■ **Problem details**:
Render everything from the line containing "Identify sign frame." down to the line containing "217 141 236 171", both included, as a two-column CSV headed text and answer. Put each text and its answer on one line, with both fields in double quotes and any line breaks inside a field turned into spaces.

── Stored records

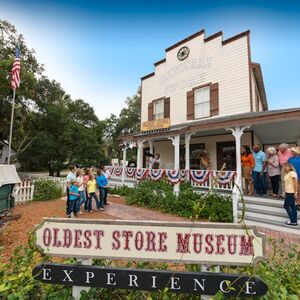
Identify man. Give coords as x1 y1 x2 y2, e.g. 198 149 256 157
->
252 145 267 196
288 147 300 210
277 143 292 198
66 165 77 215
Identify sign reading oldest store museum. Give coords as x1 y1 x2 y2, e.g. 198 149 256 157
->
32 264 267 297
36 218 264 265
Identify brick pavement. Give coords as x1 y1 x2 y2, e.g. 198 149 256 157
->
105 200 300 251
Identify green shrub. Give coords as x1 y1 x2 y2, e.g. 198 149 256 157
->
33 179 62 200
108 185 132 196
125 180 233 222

────
── Stored records

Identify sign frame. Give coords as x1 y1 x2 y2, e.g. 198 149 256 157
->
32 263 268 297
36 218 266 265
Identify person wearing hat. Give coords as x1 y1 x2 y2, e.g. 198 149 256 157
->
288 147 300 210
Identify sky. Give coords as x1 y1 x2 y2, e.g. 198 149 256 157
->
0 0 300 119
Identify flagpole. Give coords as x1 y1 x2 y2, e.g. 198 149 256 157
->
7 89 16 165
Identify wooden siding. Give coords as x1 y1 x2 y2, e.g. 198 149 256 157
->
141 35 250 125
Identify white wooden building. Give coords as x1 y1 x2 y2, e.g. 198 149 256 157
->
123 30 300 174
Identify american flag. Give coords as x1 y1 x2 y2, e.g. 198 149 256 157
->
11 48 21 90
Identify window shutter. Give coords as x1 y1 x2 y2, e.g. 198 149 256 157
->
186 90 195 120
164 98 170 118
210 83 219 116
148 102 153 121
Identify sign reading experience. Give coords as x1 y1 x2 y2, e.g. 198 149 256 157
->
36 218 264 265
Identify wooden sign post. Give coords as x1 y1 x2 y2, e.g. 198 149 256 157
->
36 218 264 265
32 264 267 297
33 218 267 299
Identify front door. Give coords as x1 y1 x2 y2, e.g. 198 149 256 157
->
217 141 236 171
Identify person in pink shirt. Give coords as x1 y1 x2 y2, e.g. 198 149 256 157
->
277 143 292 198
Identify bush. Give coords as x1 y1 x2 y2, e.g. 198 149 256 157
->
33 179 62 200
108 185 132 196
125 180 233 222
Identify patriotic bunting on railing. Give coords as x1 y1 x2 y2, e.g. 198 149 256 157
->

────
── Stored records

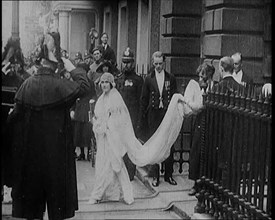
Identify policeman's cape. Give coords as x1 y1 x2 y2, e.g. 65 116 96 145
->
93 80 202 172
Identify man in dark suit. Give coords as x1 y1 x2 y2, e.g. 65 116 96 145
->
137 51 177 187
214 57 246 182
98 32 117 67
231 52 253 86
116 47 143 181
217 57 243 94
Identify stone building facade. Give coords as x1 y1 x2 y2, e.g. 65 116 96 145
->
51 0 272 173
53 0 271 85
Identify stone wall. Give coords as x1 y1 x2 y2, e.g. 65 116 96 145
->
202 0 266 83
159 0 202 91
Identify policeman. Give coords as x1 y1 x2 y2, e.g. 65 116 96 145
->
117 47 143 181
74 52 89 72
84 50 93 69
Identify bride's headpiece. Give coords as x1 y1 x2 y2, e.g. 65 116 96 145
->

────

■ **Exercise response**:
text,answer
"Identify sign frame. Give coords as x1 y1 x2 y2, e.g. 198 149 256 157 ->","32 263 268 297 36 218 266 265"
"Identify person wearing hat. Give coords as x1 y1 x2 y2, e.g. 198 149 256 157 ->","288 147 300 210"
"Identify sky. Give coords as x1 y1 x2 y2, e.g. 198 149 256 157 ->","0 0 300 119"
"Identify flagpole. Give coords as x1 y1 x2 y2, e.g. 198 149 256 157 ->","7 89 16 165"
"Identify wooden siding. Give coords as x1 y1 x2 y2, e.g. 198 149 256 157 ->","141 35 250 125"
"Identify white wooden building. Give coords as x1 y1 x2 y2, e.g. 198 149 256 157 ->","123 30 300 174"
"Identify american flag. Give coords as x1 y1 x2 y2, e.g. 198 149 256 157 ->","11 48 21 90"
"Identify window shutter. Give coords as x1 y1 x2 y2, e.g. 198 149 256 157 ->","186 90 195 120 164 98 170 118 210 83 219 116 148 102 153 121"
"Identify sign reading experience. Give coords as x1 y1 x2 y2, e.g. 198 149 256 157 ->","36 218 264 265"
"Identify wooden sign post. Give coords as x1 y1 x2 y2, e.g. 198 149 256 157 ->","36 218 264 265 32 264 267 297 33 218 267 299"
"Identify front door. Give coords as x1 y1 x2 y2, e.g. 198 149 256 157 ->","217 141 236 171"